[INSTRUCTIONS FOR THE TASK] Filter the listing below down to the lines that contain the word "plant", and copy each of those lines. Case counts.
** START LISTED RECORDS **
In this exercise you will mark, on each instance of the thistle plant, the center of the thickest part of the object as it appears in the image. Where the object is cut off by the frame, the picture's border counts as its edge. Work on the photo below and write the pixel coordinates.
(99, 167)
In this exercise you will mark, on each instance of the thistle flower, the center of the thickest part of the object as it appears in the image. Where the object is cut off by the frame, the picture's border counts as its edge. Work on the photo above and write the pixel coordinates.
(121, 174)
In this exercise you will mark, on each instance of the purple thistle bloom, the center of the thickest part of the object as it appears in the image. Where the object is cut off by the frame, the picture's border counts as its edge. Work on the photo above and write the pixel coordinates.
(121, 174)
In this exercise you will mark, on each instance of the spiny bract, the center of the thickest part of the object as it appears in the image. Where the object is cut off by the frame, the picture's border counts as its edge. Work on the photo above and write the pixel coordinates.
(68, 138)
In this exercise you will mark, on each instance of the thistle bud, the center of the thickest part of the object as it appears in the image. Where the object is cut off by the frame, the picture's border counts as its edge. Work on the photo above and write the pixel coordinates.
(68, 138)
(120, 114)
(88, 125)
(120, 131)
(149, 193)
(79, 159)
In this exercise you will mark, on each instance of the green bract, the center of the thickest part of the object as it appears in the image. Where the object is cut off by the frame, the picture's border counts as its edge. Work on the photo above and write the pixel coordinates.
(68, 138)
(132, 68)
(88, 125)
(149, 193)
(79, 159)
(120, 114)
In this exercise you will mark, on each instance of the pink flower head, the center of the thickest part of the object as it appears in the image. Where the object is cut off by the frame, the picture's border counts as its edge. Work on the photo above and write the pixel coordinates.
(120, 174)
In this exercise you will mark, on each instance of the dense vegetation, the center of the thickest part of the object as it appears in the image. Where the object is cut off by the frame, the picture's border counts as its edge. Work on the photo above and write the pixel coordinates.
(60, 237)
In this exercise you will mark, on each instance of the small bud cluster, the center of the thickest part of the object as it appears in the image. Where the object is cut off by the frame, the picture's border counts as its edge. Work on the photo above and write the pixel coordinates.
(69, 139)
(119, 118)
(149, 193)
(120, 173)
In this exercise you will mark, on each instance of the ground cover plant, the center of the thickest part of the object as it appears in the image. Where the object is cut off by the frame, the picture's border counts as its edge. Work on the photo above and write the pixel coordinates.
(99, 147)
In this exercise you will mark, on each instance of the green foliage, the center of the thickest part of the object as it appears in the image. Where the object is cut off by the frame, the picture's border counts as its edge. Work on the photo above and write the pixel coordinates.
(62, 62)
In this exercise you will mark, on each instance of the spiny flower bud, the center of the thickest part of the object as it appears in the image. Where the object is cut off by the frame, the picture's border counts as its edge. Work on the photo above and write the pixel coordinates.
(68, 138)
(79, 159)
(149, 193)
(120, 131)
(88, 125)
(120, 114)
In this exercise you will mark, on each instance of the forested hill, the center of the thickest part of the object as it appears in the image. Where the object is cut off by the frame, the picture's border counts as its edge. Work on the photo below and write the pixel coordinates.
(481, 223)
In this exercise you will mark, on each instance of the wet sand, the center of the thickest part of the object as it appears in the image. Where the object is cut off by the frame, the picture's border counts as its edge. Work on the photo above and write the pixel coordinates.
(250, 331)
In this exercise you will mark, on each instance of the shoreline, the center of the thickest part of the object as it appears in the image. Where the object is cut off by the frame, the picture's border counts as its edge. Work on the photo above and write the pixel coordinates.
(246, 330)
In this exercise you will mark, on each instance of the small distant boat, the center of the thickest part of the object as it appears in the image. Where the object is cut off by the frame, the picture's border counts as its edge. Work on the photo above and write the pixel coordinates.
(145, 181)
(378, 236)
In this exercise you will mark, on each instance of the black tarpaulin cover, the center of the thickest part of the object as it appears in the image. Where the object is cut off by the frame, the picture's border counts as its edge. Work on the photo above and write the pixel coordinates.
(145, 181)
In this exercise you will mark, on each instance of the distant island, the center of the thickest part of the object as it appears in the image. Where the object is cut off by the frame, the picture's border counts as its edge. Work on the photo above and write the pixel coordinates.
** END LISTED RECORDS **
** START LISTED RECORDS **
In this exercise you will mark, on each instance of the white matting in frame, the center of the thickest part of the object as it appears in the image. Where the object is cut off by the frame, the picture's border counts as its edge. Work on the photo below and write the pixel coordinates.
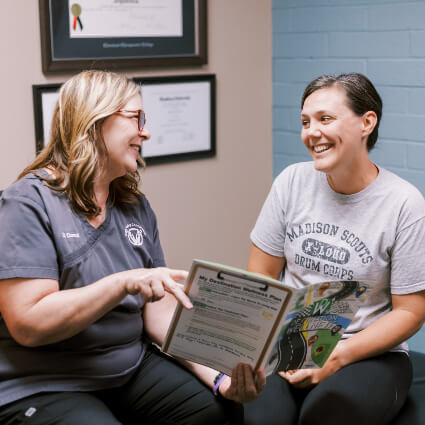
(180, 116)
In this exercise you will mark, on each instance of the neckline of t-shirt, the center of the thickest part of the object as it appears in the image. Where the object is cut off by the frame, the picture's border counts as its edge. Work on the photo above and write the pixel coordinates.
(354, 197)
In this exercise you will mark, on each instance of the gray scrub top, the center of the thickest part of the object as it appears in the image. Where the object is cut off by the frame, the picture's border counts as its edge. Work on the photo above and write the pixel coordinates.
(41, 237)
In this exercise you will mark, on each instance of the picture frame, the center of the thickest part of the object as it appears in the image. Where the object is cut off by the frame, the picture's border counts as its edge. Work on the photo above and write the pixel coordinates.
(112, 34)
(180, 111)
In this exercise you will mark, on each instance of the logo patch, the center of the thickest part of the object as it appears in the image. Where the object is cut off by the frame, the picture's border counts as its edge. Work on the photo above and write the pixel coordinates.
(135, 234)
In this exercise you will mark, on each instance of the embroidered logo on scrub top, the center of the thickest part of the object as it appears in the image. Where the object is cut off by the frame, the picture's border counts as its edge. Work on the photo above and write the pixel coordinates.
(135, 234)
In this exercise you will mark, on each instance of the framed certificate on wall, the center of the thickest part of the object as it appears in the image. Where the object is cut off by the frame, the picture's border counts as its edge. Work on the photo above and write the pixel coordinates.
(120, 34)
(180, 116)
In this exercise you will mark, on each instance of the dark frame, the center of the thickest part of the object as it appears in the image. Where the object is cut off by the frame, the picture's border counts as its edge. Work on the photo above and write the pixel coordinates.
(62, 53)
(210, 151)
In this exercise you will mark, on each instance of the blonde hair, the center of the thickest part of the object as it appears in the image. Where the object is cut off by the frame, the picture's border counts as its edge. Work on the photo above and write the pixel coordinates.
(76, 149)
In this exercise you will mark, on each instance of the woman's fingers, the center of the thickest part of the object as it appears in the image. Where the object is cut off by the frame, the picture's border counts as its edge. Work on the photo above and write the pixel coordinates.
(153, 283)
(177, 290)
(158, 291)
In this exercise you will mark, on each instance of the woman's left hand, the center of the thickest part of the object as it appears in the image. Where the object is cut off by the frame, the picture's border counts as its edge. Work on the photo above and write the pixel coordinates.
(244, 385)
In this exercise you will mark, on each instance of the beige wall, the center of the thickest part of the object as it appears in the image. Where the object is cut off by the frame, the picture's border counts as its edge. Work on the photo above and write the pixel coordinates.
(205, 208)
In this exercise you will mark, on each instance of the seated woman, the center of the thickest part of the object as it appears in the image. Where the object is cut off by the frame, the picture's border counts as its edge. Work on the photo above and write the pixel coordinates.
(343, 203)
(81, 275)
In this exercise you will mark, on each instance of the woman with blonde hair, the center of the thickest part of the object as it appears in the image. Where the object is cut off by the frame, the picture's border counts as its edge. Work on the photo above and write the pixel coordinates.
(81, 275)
** END LISTED RECORDS **
[SOLUTION BELOW]
In this exercise you will mark, on each instance of the thistle plant, the center of the thickest part of the object as it appears in the image. Where the object is cut off by the frame, the picture's border counts as its edge. Work on the photo below and write the pixel coordinates.
In this exercise you will mark, on each instance of the ground cover plant, the center of the thickest part of the object as it appears in the image. Where the object is cut off by the frame, the picture's border counts as its edge. Work on the photo above and write the pixel coordinates.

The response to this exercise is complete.